What is being asked |
Count the lines in the material below that contain the string "toll". Reply with the number alone.
[START OF Input data]
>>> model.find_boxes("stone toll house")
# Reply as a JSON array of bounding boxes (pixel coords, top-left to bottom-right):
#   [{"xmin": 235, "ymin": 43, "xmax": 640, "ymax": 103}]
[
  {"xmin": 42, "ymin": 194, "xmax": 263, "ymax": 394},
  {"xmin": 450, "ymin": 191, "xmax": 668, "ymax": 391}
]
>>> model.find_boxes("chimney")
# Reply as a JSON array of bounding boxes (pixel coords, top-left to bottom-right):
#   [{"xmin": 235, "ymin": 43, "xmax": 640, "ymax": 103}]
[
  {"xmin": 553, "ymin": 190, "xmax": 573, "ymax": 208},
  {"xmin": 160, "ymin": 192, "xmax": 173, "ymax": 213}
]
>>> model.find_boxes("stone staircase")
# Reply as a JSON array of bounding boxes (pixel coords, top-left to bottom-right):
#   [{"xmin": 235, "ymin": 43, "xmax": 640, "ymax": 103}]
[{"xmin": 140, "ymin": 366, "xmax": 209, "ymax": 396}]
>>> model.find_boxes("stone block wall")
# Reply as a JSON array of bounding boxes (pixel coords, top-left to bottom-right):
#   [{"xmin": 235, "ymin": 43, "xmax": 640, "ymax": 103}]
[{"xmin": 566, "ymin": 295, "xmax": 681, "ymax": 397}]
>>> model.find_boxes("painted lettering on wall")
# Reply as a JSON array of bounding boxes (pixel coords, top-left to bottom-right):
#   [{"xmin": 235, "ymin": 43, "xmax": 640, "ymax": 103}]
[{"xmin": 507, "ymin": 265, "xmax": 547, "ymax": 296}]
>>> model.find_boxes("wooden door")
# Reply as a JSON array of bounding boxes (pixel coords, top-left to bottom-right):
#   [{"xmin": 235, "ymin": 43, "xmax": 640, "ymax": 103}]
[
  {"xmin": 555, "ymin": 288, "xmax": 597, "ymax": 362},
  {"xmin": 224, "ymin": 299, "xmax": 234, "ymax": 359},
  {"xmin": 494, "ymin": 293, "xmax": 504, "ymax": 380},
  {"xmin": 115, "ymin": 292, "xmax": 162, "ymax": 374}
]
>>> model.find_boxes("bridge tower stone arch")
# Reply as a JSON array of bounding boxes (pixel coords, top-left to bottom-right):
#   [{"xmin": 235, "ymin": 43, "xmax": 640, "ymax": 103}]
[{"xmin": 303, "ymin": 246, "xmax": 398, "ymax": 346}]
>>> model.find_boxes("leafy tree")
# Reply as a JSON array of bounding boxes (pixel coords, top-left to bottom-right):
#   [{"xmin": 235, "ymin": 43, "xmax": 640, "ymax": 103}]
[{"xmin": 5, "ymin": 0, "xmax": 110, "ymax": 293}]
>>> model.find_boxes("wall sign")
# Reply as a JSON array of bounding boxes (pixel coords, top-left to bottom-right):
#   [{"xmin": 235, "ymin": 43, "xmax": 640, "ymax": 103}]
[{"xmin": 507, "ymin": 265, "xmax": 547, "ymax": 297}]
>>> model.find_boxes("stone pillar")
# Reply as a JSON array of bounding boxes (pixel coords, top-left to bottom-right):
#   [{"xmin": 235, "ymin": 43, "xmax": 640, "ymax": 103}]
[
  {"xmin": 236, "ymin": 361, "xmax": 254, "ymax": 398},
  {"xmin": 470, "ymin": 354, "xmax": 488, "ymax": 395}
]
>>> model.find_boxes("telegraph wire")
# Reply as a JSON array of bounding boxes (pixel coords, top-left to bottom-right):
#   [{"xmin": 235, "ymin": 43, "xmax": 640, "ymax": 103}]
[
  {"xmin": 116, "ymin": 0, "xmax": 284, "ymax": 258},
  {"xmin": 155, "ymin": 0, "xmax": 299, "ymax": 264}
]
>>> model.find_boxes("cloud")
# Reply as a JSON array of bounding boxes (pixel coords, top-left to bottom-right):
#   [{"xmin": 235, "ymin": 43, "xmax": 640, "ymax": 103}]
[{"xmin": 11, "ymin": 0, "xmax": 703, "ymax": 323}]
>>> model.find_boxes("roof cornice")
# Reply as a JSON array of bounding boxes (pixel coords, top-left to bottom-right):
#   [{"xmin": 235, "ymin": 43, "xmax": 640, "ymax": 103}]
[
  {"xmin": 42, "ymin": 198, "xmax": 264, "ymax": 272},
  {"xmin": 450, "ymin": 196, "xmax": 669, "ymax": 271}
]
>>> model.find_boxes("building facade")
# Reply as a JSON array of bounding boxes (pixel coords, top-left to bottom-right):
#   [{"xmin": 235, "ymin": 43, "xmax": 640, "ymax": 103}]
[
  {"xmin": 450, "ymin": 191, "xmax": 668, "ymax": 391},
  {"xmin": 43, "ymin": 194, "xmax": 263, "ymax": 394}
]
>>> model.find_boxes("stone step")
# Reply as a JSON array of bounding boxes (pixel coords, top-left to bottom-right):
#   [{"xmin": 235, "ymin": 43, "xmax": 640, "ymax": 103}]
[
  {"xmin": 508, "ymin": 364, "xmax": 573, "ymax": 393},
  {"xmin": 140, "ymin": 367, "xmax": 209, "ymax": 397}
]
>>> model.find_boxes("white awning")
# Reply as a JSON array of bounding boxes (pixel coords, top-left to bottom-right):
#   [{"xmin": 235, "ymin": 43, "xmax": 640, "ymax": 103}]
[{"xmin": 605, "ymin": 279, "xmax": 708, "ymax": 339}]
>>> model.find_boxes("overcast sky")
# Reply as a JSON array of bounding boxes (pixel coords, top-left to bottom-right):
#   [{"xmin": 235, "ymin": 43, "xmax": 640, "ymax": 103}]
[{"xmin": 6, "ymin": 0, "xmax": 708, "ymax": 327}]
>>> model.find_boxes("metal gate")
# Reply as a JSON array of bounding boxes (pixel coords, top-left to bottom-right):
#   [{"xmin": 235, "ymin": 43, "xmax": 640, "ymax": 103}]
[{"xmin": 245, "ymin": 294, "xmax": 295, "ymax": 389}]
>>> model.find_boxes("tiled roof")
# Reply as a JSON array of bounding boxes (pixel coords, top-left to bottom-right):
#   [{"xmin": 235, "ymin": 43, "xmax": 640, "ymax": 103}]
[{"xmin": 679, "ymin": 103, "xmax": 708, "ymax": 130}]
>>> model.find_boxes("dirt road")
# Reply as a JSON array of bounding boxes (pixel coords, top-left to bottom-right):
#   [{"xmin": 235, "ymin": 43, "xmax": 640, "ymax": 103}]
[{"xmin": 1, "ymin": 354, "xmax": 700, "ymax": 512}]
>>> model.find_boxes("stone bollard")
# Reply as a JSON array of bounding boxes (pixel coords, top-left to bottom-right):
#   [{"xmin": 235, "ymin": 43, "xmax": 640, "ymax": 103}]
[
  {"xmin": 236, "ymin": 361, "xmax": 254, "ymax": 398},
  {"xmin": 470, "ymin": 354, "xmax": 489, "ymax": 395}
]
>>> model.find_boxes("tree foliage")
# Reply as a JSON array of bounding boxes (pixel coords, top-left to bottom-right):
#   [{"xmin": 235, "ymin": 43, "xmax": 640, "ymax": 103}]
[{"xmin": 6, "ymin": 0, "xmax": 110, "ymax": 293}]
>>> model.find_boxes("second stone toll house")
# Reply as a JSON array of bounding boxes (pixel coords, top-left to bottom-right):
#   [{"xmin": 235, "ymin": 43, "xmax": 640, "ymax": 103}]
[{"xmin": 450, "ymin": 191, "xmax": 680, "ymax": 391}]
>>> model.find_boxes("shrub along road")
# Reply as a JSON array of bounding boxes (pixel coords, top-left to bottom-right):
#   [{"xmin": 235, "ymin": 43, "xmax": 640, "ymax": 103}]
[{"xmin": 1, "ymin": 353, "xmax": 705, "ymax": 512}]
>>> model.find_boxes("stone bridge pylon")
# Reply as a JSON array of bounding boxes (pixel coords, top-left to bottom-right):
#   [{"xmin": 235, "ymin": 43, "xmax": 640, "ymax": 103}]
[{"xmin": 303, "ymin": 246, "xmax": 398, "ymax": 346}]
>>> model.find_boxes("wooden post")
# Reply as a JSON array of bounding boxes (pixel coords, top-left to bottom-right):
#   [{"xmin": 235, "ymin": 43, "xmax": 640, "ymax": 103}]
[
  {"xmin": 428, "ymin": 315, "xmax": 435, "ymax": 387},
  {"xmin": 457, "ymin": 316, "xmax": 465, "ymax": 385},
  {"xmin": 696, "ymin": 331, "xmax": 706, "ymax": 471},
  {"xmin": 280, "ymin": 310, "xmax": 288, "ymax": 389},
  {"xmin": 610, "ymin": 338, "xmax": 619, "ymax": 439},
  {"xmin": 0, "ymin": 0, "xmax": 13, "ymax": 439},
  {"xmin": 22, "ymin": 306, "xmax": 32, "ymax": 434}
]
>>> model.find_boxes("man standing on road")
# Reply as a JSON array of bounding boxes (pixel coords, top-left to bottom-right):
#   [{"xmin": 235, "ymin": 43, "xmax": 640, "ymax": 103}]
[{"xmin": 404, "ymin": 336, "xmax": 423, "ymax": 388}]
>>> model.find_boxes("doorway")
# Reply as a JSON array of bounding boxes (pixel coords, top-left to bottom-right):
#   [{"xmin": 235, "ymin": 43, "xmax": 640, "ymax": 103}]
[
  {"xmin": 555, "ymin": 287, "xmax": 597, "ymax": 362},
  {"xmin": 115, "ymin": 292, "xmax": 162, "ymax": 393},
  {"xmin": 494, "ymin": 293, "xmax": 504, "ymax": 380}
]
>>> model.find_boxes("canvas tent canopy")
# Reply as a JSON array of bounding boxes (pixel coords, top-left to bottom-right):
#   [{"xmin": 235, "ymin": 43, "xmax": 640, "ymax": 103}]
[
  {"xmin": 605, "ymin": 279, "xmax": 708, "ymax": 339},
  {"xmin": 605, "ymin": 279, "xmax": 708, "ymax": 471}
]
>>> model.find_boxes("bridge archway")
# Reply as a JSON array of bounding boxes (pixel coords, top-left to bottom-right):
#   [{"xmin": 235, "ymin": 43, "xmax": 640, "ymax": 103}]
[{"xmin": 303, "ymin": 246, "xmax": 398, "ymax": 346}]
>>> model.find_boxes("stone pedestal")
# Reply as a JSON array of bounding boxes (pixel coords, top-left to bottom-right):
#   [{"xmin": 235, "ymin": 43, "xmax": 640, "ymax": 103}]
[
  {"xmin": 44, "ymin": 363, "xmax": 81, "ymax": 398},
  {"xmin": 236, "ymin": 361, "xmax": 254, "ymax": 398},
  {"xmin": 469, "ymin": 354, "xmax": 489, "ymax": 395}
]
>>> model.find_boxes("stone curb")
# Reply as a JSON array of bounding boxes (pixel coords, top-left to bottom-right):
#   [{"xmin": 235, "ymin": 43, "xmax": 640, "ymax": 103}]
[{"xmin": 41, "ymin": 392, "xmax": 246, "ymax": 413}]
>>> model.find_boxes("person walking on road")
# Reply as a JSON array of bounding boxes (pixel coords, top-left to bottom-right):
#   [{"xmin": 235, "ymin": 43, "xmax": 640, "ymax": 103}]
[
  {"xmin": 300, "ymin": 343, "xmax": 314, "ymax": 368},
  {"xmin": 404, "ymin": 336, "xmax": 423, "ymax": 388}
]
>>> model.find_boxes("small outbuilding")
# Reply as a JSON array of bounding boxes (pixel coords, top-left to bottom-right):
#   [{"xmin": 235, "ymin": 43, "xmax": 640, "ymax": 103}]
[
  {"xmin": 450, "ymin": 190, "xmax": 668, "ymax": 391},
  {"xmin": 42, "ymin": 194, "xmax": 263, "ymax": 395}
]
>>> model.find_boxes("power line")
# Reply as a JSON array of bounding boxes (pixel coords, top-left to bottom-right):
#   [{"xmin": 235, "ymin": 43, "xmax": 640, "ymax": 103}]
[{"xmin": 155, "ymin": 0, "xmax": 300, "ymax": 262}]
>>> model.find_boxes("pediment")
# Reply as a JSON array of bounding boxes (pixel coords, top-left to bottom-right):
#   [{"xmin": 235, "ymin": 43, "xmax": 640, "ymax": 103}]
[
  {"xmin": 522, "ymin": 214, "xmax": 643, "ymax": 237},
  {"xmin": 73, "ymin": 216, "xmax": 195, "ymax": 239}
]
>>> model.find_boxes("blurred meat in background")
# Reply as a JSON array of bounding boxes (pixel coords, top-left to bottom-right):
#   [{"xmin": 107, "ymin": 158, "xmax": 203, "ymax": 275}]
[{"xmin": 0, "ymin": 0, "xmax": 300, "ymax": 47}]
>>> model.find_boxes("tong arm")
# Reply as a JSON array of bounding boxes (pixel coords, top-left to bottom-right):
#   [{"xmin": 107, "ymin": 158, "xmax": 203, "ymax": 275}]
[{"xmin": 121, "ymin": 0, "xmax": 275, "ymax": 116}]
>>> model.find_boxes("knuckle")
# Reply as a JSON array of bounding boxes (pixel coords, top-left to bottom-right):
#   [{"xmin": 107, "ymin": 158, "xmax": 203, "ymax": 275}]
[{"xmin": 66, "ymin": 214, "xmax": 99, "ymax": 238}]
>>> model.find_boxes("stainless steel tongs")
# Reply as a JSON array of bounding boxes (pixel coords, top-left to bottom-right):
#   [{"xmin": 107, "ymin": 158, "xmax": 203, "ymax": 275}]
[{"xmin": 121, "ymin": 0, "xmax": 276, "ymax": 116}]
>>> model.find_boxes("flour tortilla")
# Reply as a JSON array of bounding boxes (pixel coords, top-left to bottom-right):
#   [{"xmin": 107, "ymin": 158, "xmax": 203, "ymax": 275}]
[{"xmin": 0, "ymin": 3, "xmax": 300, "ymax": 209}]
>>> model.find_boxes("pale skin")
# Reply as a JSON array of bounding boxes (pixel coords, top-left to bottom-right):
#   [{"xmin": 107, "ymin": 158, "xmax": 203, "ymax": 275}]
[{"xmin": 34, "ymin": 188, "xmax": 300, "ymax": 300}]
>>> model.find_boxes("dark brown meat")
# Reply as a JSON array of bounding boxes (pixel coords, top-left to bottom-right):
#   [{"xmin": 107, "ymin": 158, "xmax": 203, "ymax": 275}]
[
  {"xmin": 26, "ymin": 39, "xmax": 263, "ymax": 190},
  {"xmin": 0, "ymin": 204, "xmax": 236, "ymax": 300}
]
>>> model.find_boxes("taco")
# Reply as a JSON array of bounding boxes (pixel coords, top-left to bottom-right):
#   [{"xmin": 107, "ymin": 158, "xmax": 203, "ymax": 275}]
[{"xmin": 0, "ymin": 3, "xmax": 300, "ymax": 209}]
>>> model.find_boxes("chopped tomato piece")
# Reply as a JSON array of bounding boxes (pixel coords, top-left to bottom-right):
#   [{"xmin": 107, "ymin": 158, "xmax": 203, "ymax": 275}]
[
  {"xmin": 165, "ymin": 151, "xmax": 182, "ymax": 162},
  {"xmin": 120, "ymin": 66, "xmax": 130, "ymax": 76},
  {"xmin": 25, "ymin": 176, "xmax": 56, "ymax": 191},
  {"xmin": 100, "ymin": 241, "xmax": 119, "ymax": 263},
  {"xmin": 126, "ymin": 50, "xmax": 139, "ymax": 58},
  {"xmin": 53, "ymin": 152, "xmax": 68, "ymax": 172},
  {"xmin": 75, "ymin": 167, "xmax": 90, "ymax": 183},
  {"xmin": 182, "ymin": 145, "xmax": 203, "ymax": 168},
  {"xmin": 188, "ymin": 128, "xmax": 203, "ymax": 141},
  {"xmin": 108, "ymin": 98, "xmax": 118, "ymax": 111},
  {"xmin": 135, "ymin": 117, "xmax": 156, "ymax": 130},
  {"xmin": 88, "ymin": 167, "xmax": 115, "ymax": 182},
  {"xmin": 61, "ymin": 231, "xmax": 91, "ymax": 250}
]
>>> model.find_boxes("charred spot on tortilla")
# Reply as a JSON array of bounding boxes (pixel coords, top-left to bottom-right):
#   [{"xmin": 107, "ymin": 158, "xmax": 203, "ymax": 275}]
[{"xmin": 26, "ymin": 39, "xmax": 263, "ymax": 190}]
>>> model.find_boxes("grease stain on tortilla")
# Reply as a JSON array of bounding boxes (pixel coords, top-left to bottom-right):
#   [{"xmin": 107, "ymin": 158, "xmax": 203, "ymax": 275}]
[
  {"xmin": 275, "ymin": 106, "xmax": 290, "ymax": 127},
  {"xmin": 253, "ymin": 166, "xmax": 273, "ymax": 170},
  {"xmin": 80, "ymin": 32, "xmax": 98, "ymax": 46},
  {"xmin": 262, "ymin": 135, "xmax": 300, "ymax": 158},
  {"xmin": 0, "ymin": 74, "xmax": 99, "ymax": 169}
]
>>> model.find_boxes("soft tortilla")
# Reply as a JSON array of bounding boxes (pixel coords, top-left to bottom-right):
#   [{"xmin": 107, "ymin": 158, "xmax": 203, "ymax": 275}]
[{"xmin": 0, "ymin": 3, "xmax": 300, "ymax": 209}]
[END OF Input data]
Task solution |
2